>>

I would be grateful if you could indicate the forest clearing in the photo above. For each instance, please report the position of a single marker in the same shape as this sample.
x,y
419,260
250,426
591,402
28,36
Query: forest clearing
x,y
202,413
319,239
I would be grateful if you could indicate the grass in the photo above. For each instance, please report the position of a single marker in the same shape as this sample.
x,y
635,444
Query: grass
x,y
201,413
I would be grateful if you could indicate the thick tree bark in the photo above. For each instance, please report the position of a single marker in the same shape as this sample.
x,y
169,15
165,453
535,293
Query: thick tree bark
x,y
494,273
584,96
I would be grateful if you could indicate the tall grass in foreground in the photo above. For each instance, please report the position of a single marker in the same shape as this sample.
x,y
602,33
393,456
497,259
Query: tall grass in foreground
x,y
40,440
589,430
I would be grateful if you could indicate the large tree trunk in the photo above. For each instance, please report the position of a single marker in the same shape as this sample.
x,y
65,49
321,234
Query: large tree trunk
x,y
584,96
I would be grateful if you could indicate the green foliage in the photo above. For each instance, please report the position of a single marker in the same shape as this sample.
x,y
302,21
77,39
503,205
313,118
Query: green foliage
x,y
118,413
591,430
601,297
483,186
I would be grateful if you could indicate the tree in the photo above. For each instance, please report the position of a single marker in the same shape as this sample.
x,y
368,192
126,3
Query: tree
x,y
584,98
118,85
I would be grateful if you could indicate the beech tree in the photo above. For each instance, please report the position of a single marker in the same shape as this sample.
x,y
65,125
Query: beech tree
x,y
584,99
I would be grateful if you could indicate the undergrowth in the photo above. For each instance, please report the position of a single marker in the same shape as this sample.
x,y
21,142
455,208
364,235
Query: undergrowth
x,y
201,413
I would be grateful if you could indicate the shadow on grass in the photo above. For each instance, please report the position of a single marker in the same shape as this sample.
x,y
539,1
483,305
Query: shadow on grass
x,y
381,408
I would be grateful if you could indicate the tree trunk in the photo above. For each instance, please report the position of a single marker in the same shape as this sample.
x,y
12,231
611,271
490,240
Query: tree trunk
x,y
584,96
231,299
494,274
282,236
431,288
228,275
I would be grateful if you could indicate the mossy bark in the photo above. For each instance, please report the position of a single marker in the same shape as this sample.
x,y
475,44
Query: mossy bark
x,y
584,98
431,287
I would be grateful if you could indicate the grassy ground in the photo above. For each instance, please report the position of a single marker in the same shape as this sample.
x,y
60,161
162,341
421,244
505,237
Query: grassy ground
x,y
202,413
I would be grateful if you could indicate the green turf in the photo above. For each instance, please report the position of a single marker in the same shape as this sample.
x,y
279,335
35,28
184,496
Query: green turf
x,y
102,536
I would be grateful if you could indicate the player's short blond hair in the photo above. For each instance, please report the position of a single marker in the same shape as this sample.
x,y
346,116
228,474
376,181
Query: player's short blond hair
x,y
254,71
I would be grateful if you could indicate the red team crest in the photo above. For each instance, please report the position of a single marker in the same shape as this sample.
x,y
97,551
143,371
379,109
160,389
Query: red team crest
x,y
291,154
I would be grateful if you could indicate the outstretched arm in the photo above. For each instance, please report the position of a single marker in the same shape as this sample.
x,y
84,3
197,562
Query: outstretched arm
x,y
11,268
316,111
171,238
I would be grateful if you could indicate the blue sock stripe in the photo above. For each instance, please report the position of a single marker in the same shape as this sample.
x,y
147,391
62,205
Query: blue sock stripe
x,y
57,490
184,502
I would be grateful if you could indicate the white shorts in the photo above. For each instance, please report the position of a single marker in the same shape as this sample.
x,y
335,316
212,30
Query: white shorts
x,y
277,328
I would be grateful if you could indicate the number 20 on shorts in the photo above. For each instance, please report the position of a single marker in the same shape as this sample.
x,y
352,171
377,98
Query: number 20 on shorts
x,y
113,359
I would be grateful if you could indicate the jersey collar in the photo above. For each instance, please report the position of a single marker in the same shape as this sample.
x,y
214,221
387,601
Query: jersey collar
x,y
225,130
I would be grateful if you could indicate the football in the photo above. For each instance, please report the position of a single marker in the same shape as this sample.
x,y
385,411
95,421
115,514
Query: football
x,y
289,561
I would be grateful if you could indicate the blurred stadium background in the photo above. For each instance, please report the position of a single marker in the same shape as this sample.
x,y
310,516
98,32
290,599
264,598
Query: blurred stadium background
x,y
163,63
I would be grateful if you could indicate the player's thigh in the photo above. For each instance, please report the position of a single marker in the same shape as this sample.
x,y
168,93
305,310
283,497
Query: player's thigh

<<

Task requirements: The material shown above is to be retyped in full, without alteration.

Reply:
I would be grateful if you could indicate the forest clearing in the photo above. For each instance, please report the position of a single marker in the same shape as this sample.
x,y
419,260
250,426
591,402
28,36
Query: forest clearing
x,y
202,413
319,239
I would be grateful if you could indicate the grass in the photo above. For each instance, please report the position of a single marker in the same shape as this sample.
x,y
635,444
Query: grass
x,y
201,413
I would be grateful if you could indicate the thick tree bark in the photo above. For each instance, please report the position of a single marker in the same shape as this sample.
x,y
169,15
165,453
535,293
Query: thick tree bark
x,y
494,273
584,96
I would be grateful if you could indicate the tall grass in foreground in the photo above. For each instance, please report the position of a single marker in the same shape as this sample.
x,y
602,33
393,456
497,259
Query: tall grass in foreground
x,y
40,440
589,430
I would be grateful if you could indicate the large tree trunk in the photo above. For each instance, please report the position of a single marker in the same shape as this sample.
x,y
65,49
321,234
Query: large tree trunk
x,y
584,96
I would be grateful if you could indicate the green foliage in the photo above. For each instance, please report the position of a single marker in the same shape as this sample.
x,y
302,21
77,39
503,205
313,118
Query: green foliage
x,y
118,413
591,430
601,297
483,186
I would be grateful if you could indicate the tree in the photo above. For each instance, please report the position of a single marker in the same shape as this sample.
x,y
368,192
126,3
Query: tree
x,y
584,98
118,85
I would be grateful if you could indicate the beech tree in the photo above. For each instance, please report the position of a single marker in the same shape as this sample.
x,y
65,125
Query: beech tree
x,y
584,99
I would be grateful if you could indicate the undergrowth in the photo above. For each instance, please report the position of a single marker in the same shape as this sample.
x,y
21,142
455,208
364,235
Query: undergrowth
x,y
201,413
I would be grateful if you could indicate the shadow on grass in the photo above. For each instance, please report the position of a single marker in the same shape as this sample.
x,y
539,1
483,305
Query: shadow on grass
x,y
381,408
I would be grateful if you could indicate the tree trunk in the photo above. For each instance, please report the position of a single marker in the same shape as this sample.
x,y
12,231
611,271
490,240
Query: tree trunk
x,y
584,96
231,299
494,274
282,236
431,288
228,275
I would be grateful if you could indicate the mossy bark in the photo above. For each instance, please report the position of a single marker in the same shape as this sample.
x,y
475,44
Query: mossy bark
x,y
584,98
431,287
I would be grateful if you could indicate the grassy ground in the photo above. For each instance, please report the position of a single marker in the same shape as this sample.
x,y
60,161
162,341
421,244
505,237
Query: grassy ground
x,y
202,413
I would be grateful if you could indicate the green turf in the photo above. For each instance, please report the position of a single marker in the same shape as this sample.
x,y
279,335
35,28
184,496
Query: green turf
x,y
102,536
I would be grateful if you could indicate the player's short blond hair in the photo above. For each instance, please report the position of a single marker in the same shape as this sample.
x,y
346,116
228,474
376,181
Query: player's short blond hair
x,y
254,71
I would be grateful if you could indicate the red team crest in the photo above. For each instance, please report the position of a single marker in the same shape as this sample.
x,y
97,551
143,371
379,109
160,389
Query: red team crest
x,y
291,154
I would be grateful if you could indicate the outstretched arm in the photo above. For each instance, please report the position of a single marker in the same shape as this sample.
x,y
84,3
197,562
Query: outstretched arm
x,y
11,268
316,111
171,238
I would be grateful if you could indicate the blue sock stripe in the photo above. For each instance, please report the position of a single marker in the same shape as this sample.
x,y
147,391
62,205
Query: blue sock stripe
x,y
57,490
184,502
I would be grateful if you could indicate the white shorts in the photo above. For each instance, please report the position of a single marker in the same shape as this sample.
x,y
335,316
212,30
Query: white shorts
x,y
277,328
I would be grateful if you could indicate the number 20 on shorts in the photo above. For each instance, please report the position of a single marker in the same shape as this sample.
x,y
352,171
377,98
Query: number 20 on shorts
x,y
113,359
I would be grateful if you could indicate the jersey collar in the photo above. For each instance, please report the position of a single marker in the same shape as this sample.
x,y
214,221
387,601
Query: jersey collar
x,y
225,130
I would be grateful if you could indicate the football in the photo above. For each instance, please report the position of a single marker in the same shape as this sample.
x,y
385,411
95,421
115,514
Query: football
x,y
289,561
I would be grateful if you could indicate the blurred stadium background in the photo above. For each instance, please report the position of a single marker in the same shape as this sample.
x,y
310,516
98,32
290,599
264,598
Query: blurred stadium background
x,y
163,63
I would be grateful if you could indicate the player's thigh in the photo above. For each instance, please report the position of a single marker in the same shape as this sample.
x,y
168,93
305,310
283,497
Query: player's thigh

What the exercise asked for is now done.